(MATERIAL SUPPLIED):
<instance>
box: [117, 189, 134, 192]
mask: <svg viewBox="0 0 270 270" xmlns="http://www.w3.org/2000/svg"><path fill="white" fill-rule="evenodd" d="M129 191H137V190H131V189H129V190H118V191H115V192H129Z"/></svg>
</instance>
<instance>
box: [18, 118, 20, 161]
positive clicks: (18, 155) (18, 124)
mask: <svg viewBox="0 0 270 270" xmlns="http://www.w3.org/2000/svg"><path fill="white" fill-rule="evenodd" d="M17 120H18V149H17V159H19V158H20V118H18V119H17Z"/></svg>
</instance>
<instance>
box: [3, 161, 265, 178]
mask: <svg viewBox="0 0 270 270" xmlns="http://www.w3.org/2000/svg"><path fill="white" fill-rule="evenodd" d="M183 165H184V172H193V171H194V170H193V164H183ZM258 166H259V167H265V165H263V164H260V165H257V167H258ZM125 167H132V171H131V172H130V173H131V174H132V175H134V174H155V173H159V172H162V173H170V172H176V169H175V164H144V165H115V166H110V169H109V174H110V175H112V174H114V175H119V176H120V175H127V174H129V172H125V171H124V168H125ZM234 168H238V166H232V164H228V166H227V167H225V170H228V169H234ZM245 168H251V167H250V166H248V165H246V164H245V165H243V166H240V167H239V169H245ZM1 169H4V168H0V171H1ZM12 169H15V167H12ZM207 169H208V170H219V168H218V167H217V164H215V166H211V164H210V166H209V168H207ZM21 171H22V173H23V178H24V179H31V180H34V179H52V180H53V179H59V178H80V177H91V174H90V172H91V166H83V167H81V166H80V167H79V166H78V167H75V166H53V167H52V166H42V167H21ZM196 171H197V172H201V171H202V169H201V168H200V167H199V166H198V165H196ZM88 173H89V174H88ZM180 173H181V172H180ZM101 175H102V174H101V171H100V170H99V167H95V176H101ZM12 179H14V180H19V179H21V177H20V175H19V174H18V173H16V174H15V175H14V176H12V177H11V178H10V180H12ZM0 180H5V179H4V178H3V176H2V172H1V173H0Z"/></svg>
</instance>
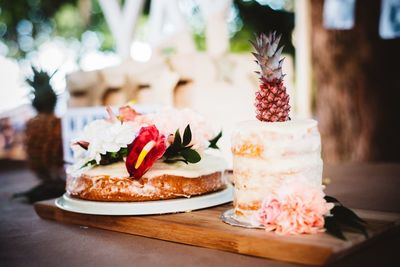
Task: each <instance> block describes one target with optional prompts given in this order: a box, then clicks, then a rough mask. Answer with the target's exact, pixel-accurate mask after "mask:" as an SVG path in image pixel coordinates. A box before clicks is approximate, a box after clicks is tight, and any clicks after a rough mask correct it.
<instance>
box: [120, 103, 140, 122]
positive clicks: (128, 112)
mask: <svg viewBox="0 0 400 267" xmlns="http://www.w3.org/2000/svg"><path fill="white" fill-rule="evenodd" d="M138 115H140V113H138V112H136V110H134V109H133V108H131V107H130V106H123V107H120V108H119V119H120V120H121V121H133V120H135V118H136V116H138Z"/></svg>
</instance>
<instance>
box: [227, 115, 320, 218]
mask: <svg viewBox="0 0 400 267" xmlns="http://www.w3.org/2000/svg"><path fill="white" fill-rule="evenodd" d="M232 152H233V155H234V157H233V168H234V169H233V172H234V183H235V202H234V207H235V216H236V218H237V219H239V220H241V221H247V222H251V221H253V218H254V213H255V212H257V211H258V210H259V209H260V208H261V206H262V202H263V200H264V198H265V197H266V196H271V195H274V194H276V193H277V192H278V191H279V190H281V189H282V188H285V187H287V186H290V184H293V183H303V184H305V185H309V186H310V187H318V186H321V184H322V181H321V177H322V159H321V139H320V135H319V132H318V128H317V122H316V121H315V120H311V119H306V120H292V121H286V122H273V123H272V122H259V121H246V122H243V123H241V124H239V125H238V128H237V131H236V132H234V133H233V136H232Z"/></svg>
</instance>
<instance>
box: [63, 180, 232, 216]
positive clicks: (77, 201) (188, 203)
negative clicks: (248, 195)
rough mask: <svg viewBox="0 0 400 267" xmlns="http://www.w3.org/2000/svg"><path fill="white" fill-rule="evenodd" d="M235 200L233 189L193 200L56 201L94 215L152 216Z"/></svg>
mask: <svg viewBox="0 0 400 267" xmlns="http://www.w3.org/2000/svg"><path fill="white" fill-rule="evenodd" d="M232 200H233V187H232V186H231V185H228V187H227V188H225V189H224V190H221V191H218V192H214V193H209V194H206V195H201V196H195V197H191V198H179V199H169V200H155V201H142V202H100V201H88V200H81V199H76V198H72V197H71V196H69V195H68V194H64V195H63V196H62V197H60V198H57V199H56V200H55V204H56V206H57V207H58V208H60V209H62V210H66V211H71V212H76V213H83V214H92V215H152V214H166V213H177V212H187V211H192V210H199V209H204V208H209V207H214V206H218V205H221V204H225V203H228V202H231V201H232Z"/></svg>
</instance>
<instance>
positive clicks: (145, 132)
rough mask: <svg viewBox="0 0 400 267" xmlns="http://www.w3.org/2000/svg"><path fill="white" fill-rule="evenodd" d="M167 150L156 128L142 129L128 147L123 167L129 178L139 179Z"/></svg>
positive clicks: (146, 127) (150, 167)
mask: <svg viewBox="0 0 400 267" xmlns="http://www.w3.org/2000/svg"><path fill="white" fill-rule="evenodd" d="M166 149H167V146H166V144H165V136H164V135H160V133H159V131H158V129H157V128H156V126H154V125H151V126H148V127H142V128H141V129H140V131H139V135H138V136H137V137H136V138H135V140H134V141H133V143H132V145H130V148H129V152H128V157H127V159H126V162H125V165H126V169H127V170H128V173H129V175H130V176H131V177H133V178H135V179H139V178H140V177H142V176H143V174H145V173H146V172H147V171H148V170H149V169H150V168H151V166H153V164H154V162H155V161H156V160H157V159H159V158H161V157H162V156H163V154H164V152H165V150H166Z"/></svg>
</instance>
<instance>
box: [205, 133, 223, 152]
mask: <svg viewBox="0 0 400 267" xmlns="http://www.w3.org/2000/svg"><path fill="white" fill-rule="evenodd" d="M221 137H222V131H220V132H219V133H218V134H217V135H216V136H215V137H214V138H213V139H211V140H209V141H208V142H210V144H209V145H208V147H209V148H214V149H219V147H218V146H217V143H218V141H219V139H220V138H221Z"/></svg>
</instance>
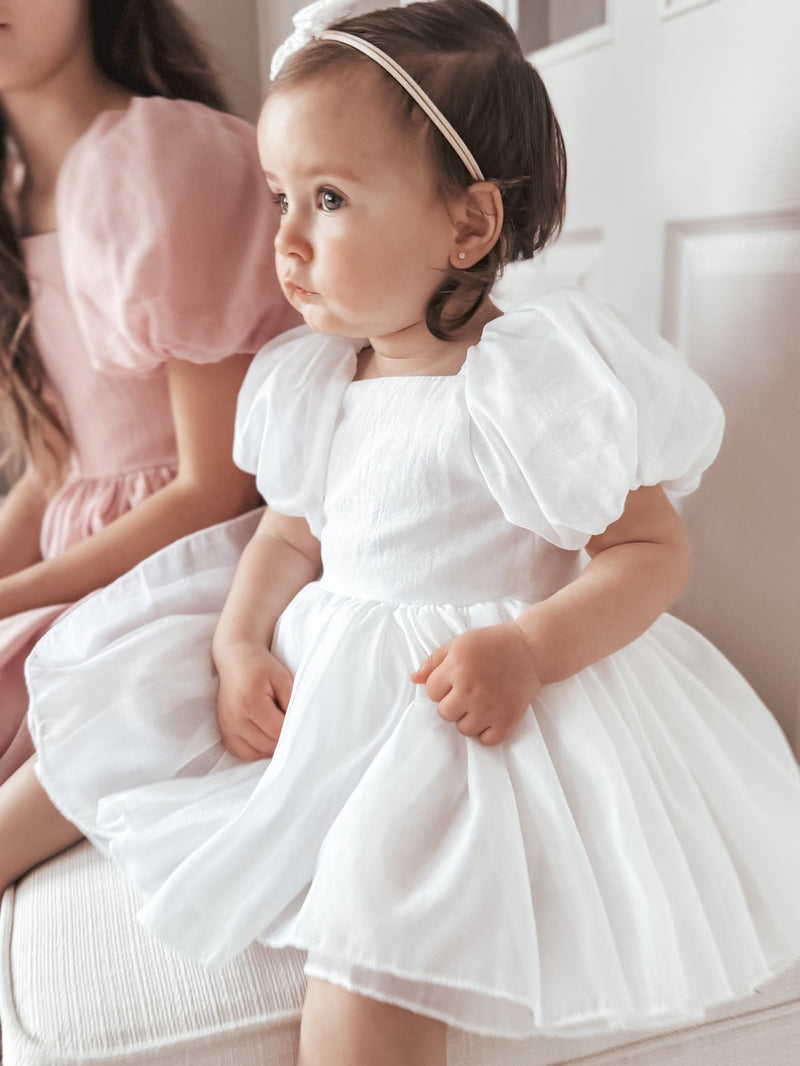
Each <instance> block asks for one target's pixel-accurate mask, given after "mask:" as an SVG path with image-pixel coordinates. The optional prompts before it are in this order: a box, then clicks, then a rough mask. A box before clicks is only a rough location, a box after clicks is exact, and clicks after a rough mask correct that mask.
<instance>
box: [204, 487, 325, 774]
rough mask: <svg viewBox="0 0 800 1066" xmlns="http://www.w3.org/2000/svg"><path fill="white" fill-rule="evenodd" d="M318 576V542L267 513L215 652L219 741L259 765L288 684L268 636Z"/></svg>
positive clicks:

(WORK INSTRUCTIONS):
Quote the material exactly. Pictures stay out.

(WRITTEN RESPONSE):
<instance>
box: [117, 189, 134, 192]
mask: <svg viewBox="0 0 270 270" xmlns="http://www.w3.org/2000/svg"><path fill="white" fill-rule="evenodd" d="M129 191H137V190H131V189H129V190H118V191H115V192H129Z"/></svg>
</instance>
<instance>
box: [18, 118, 20, 161]
positive clicks: (18, 155) (18, 124)
mask: <svg viewBox="0 0 270 270" xmlns="http://www.w3.org/2000/svg"><path fill="white" fill-rule="evenodd" d="M17 120H18V149H17V159H19V158H20V118H18V119H17Z"/></svg>
</instance>
<instance>
box: [3, 161, 265, 178]
mask: <svg viewBox="0 0 270 270" xmlns="http://www.w3.org/2000/svg"><path fill="white" fill-rule="evenodd" d="M183 165H184V172H193V171H194V170H193V164H183ZM258 166H259V167H265V165H263V164H260V165H257V167H258ZM125 167H132V171H131V172H130V173H131V174H132V175H134V174H155V173H159V172H162V173H170V172H176V169H175V164H144V165H115V166H110V169H109V174H110V175H112V174H114V175H119V176H120V175H127V174H129V172H125V171H124V168H125ZM234 168H238V166H232V164H228V166H227V167H225V170H228V169H234ZM245 168H251V167H250V166H248V165H246V164H245V165H243V166H240V167H239V169H245ZM1 169H4V168H0V171H1ZM12 169H15V167H12ZM207 169H208V170H219V168H218V167H217V164H215V166H211V164H210V166H209V168H207ZM21 171H22V173H23V178H24V179H31V180H34V179H52V180H53V179H59V178H80V177H91V174H90V172H91V166H83V167H81V166H80V167H79V166H78V167H75V166H53V167H52V166H42V167H21ZM196 171H197V172H201V171H202V169H201V168H200V167H199V166H198V165H196ZM88 173H89V174H88ZM180 173H181V172H180ZM101 175H102V174H101V171H100V170H99V167H95V176H101ZM12 179H14V180H19V179H21V177H20V175H19V174H18V173H16V174H15V175H14V176H12V177H11V178H10V180H12ZM0 180H5V179H4V178H3V176H2V172H1V173H0Z"/></svg>
</instance>
Task: each <instance> block describes one target with optional prompts given in this order: a box, then clicks, then a rough mask. Answer with the target's exact, pixel-accurate mask after "mask:" as an SVG path in image pixel coordinates. A box before clicks is approximate, a box after clicks is tight, and any clicks after a rough mask correct it.
<instance>
box: [120, 103, 140, 122]
positive clicks: (128, 112)
mask: <svg viewBox="0 0 400 267" xmlns="http://www.w3.org/2000/svg"><path fill="white" fill-rule="evenodd" d="M138 115H140V113H138V112H136V110H134V109H133V108H131V107H130V106H123V107H120V108H119V119H120V120H121V121H133V120H135V118H136V116H138Z"/></svg>
</instance>
<instance>
box: [227, 115, 320, 218]
mask: <svg viewBox="0 0 400 267" xmlns="http://www.w3.org/2000/svg"><path fill="white" fill-rule="evenodd" d="M232 152H233V155H234V157H233V168H234V169H233V172H234V183H235V202H234V207H235V216H236V218H237V219H239V220H241V221H247V222H251V221H253V218H254V213H255V212H257V211H258V210H259V209H260V208H261V206H262V202H263V200H264V198H265V197H266V196H271V195H274V194H276V193H277V192H278V191H279V190H281V189H282V188H285V187H287V186H290V184H293V183H303V184H305V185H309V186H310V187H318V186H321V184H322V181H321V177H322V159H321V139H320V135H319V132H318V128H317V122H316V121H315V120H311V119H306V120H292V121H286V122H273V123H272V122H259V121H246V122H243V123H241V124H239V125H238V128H237V131H236V132H234V133H233V136H232Z"/></svg>
</instance>
<instance>
box: [63, 180, 232, 216]
positive clicks: (77, 201) (188, 203)
negative clicks: (248, 195)
rough mask: <svg viewBox="0 0 400 267" xmlns="http://www.w3.org/2000/svg"><path fill="white" fill-rule="evenodd" d="M235 200L233 189L193 200L56 201L94 215L152 216Z"/></svg>
mask: <svg viewBox="0 0 400 267" xmlns="http://www.w3.org/2000/svg"><path fill="white" fill-rule="evenodd" d="M232 200H233V187H232V186H231V185H228V187H227V188H225V189H224V190H221V191H218V192H214V193H209V194H206V195H201V196H195V197H191V198H179V199H169V200H155V201H142V202H100V201H88V200H81V199H76V198H72V197H71V196H69V195H68V194H64V195H63V196H62V197H60V198H57V199H56V200H55V204H56V206H57V207H58V208H60V209H62V210H66V211H71V212H76V213H83V214H92V215H152V214H166V213H177V212H187V211H192V210H199V209H204V208H209V207H214V206H218V205H221V204H225V203H228V202H231V201H232Z"/></svg>
</instance>
<instance>
positive clicks: (145, 132)
rough mask: <svg viewBox="0 0 400 267" xmlns="http://www.w3.org/2000/svg"><path fill="white" fill-rule="evenodd" d="M167 150L156 128L142 129L128 147L123 167L129 178L139 179Z"/></svg>
positive clicks: (146, 127) (150, 167)
mask: <svg viewBox="0 0 400 267" xmlns="http://www.w3.org/2000/svg"><path fill="white" fill-rule="evenodd" d="M166 149H167V146H166V144H165V136H164V135H160V133H159V131H158V129H157V128H156V126H154V125H151V126H148V127H142V128H141V129H140V131H139V135H138V136H137V137H136V138H135V140H134V141H133V143H132V145H130V148H129V152H128V157H127V159H126V162H125V165H126V169H127V170H128V173H129V175H130V176H131V177H133V178H135V179H139V178H140V177H142V176H143V174H145V173H146V172H147V171H148V170H149V169H150V168H151V166H153V164H154V162H155V161H156V160H157V159H159V158H161V157H162V156H163V154H164V152H165V150H166Z"/></svg>
</instance>
<instance>
box: [205, 133, 223, 152]
mask: <svg viewBox="0 0 400 267" xmlns="http://www.w3.org/2000/svg"><path fill="white" fill-rule="evenodd" d="M221 137H222V131H220V132H219V133H218V134H217V135H216V136H215V137H214V138H213V139H211V140H209V141H208V142H210V144H209V145H208V147H209V148H214V149H219V147H218V146H217V143H218V141H219V139H220V138H221Z"/></svg>
</instance>
Each <instance> block asks for one target's pixel-accurate mask, given after "mask:" as an SVG path with image-pixel coordinates. The optional prompts before it are in this order: a box, then clicks, then a rough mask. A box before clicks is only a rough location, a box after clicks is exact, and clicks after a rough mask correct that mask.
<instance>
box: [204, 487, 325, 774]
rough mask: <svg viewBox="0 0 800 1066" xmlns="http://www.w3.org/2000/svg"><path fill="white" fill-rule="evenodd" d="M318 576V542L267 513L215 652L219 741L259 765L288 684L268 636Z"/></svg>
positive clicks:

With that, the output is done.